SOURCE MATERIAL:
——

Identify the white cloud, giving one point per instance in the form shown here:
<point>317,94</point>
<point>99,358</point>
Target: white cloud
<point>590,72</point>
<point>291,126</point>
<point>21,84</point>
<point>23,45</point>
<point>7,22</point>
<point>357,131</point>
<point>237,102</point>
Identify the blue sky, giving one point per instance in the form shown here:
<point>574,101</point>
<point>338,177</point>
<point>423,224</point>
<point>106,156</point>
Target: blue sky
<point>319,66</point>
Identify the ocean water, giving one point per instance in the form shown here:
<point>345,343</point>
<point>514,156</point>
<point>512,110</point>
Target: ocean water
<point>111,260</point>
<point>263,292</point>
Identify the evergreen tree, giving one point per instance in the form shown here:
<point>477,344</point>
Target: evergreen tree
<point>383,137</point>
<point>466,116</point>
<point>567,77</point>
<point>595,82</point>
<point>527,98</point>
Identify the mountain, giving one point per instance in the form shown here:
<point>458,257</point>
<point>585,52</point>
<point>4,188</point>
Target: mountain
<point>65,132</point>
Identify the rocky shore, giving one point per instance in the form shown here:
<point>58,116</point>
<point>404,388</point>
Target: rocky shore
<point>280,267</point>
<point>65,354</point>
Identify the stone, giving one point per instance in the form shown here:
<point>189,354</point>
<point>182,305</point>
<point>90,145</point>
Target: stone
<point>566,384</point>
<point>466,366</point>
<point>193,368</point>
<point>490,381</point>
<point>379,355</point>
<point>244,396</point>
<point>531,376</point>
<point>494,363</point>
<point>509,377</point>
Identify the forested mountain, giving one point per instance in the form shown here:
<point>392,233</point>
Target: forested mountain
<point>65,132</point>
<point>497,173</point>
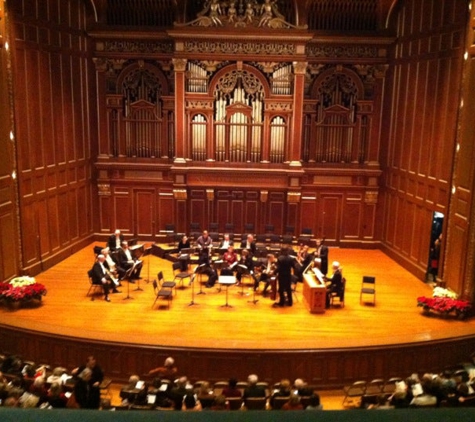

——

WORK TO COMPLETE: Output every record above word for word, omitting any pictures they contain.

RESULT:
Identify the white cloud, giving one point per instance in the form shown here:
<point>317,94</point>
<point>99,358</point>
Target: white cloud
<point>590,72</point>
<point>291,126</point>
<point>21,84</point>
<point>23,45</point>
<point>7,22</point>
<point>357,131</point>
<point>237,102</point>
Identify the blue sky, giving one point per instance in the form shown here:
<point>574,101</point>
<point>338,177</point>
<point>423,224</point>
<point>106,156</point>
Target: blue sky
<point>319,66</point>
Identify the ocean water, giving one point per instance in the form shown here:
<point>345,343</point>
<point>514,156</point>
<point>512,110</point>
Target: ocean water
<point>111,260</point>
<point>263,292</point>
Identify the evergreen tree, giving one point per instance in the form shown here:
<point>477,344</point>
Target: evergreen tree
<point>383,137</point>
<point>466,116</point>
<point>567,77</point>
<point>595,82</point>
<point>527,98</point>
Identify the mountain, giving one point per instance in the form shown here:
<point>458,257</point>
<point>585,52</point>
<point>4,188</point>
Target: mountain
<point>65,132</point>
Identify the rocky shore, giving one point per instance in the form shown here:
<point>58,116</point>
<point>404,388</point>
Target: rocky shore
<point>280,267</point>
<point>65,354</point>
Identify the stone, giving one point per instance in the form shown here:
<point>189,354</point>
<point>182,305</point>
<point>90,145</point>
Target: stone
<point>566,384</point>
<point>466,366</point>
<point>193,368</point>
<point>490,381</point>
<point>379,355</point>
<point>244,396</point>
<point>531,376</point>
<point>494,363</point>
<point>509,377</point>
Identify the forested mountain, giving one point per instance in the form shown here:
<point>392,233</point>
Target: forested mountain
<point>65,132</point>
<point>497,173</point>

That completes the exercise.